• WHAT YOU ARE ASKED TO DO
I'd like every line in the following listing that holds "below" copied.

• PROVIDED MATERIAL
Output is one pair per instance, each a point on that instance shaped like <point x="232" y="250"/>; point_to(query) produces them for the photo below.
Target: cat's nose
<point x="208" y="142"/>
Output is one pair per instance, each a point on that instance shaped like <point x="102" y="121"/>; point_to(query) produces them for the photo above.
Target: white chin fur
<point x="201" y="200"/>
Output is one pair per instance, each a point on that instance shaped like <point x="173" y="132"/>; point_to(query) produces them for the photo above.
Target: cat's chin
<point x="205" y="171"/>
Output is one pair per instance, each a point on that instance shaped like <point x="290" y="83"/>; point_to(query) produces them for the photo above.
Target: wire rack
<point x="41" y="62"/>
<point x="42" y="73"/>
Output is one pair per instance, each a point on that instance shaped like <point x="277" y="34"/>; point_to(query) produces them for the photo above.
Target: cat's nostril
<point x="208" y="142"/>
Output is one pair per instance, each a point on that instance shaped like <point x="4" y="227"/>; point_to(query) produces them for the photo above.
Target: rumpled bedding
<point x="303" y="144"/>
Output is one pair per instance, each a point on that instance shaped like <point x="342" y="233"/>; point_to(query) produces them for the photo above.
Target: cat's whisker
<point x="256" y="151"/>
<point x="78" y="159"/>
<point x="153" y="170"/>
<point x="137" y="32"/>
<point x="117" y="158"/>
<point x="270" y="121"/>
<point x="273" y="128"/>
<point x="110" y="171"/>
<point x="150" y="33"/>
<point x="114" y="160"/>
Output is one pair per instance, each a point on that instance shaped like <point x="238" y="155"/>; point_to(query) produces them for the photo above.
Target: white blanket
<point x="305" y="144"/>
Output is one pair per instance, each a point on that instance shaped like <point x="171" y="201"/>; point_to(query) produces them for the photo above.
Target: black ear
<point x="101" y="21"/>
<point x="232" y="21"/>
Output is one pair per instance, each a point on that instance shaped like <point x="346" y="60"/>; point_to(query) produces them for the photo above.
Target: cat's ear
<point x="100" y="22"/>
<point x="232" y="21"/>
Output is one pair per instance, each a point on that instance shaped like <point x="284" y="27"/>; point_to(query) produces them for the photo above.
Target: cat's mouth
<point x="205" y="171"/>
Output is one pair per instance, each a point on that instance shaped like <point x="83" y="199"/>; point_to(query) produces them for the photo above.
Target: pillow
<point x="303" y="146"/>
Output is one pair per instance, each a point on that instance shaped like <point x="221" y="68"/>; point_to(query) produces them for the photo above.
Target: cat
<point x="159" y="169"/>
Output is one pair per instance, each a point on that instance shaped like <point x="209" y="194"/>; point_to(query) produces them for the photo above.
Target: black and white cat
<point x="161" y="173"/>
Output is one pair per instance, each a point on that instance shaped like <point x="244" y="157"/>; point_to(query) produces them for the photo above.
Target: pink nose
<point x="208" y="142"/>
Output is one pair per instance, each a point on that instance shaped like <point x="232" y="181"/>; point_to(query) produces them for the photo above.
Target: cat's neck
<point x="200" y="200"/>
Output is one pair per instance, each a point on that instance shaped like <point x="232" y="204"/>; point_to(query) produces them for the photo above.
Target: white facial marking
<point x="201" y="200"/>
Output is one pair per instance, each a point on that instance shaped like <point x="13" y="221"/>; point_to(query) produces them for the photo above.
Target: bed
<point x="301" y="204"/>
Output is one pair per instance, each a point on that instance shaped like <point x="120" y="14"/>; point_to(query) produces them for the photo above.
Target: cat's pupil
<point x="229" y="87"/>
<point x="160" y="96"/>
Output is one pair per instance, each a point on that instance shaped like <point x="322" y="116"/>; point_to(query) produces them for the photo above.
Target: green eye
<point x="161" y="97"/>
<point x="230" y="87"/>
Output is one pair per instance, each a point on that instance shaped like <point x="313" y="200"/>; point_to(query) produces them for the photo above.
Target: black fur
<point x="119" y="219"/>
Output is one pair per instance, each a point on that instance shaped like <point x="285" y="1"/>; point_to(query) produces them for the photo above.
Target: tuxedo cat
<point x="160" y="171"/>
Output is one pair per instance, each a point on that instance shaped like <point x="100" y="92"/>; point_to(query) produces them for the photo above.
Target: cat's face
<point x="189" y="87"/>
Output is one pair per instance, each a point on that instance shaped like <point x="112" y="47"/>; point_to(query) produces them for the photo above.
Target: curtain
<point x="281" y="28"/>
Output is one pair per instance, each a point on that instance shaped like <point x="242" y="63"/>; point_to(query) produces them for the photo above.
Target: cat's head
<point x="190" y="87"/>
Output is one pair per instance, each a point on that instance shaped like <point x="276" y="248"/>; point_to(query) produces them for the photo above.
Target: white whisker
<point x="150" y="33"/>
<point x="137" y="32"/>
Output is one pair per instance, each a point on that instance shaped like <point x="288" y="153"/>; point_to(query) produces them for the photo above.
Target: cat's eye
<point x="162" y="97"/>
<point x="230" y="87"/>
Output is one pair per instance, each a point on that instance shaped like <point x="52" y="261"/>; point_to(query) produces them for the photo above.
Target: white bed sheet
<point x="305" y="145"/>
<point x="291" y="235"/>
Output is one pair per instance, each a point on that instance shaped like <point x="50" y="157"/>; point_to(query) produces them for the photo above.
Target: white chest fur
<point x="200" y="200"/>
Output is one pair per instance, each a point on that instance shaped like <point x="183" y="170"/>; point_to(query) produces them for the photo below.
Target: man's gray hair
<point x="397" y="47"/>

• RESULT
Output is one pair per instance, each a point on that instance shaped like <point x="232" y="250"/>; point_to(query) produces them for the photo below.
Output is one pair per instance, each a point on that instance shaped like <point x="183" y="170"/>; point_to(query) produces them for the photo below.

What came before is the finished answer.